*** Supplied passage Section Begins ***

Think Like an Extraterrestrial to Improve Your Relationships
Lessons I learned as a physician to see the world through another’s eyes.
by Chris Gilbert, M.D., Ph.D. · Psychology TodayReviewed by Michelle Quirk
Key points
- We often wrongly project our beliefs, thoughts, and motivations onto others.
- Letting go of oneself helps one understand partners, friends, and family members.
- Understanding others as well as ourselves is helpful in resolving conflicts.
This post is part one of a two-part series.
Imagining the unimaginable
While my husband, Eric Haseltine, and I were writing our just-released adventure novel, The Shadow of Time, we needed to imagine what it would be like to be an extraterrestrial (ET) whose thought processes were literally alien to us.
We each asked ourselves: As an ET who has just arrived on Earth, what do I want, what do I fear, what do I think of humans, and how will I interact with my fellow ETs as we navigate the challenges of dealing with humans?
In answering these questions, we strove to develop personality traits, motivations, and thought processes that were unlike any of ours, or anyone else we knew.
For example, we explored the idea that our ET would not sexually reproduce, would not be social like humans, and would have multiple brains that thought in parallel instead of a single brain that could only focus on one thing at a time.
My husband and I have very different backgrounds: I was born in France and worked as a physician in Europe, Africa, Asia, and the United States, and, in contrast, Eric is an American neuroscientist. As a result, we approached the challenge of imagining we were aliens in very different ways.
This post is part one of a two-part series on the relationship benefits of imagining you are someone radically different from yourself. Here, I will explain how I approached the problem. In part two, Eric, who also writes for Psychology Today, will give his radically different perspective.

*** Supplied passage Section Ends ***
*** Given information Section Begins ***

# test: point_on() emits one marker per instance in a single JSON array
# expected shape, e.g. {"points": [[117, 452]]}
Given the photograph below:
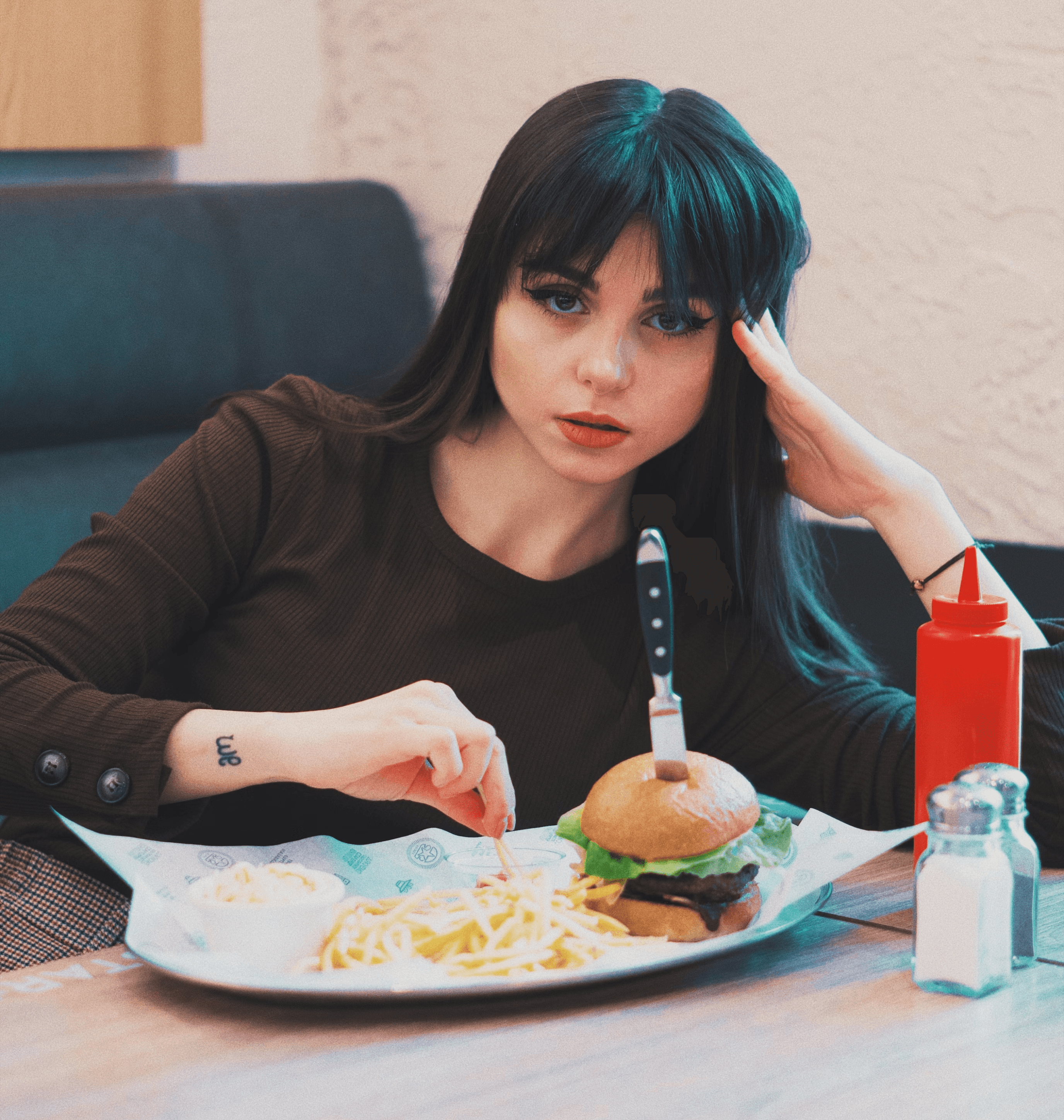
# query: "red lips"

*** Given information Section Ends ***

Task statement ▸ In the article about thinking like an extraterrestrial, copy out the passage starting at "by Chris Gilbert, M.D., Ph.D." and ending at "alien to us.".

Solved exercise ▸
by Chris Gilbert, M.D., Ph.D. · Psychology TodayReviewed by Michelle Quirk
Key points
- We often wrongly project our beliefs, thoughts, and motivations onto others.
- Letting go of oneself helps one understand partners, friends, and family members.
- Understanding others as well as ourselves is helpful in resolving conflicts.
This post is part one of a two-part series.
Imagining the unimaginable
While my husband, Eric Haseltine, and I were writing our just-released adventure novel, The Shadow of Time, we needed to imagine what it would be like to be an extraterrestrial (ET) whose thought processes were literally alien to us.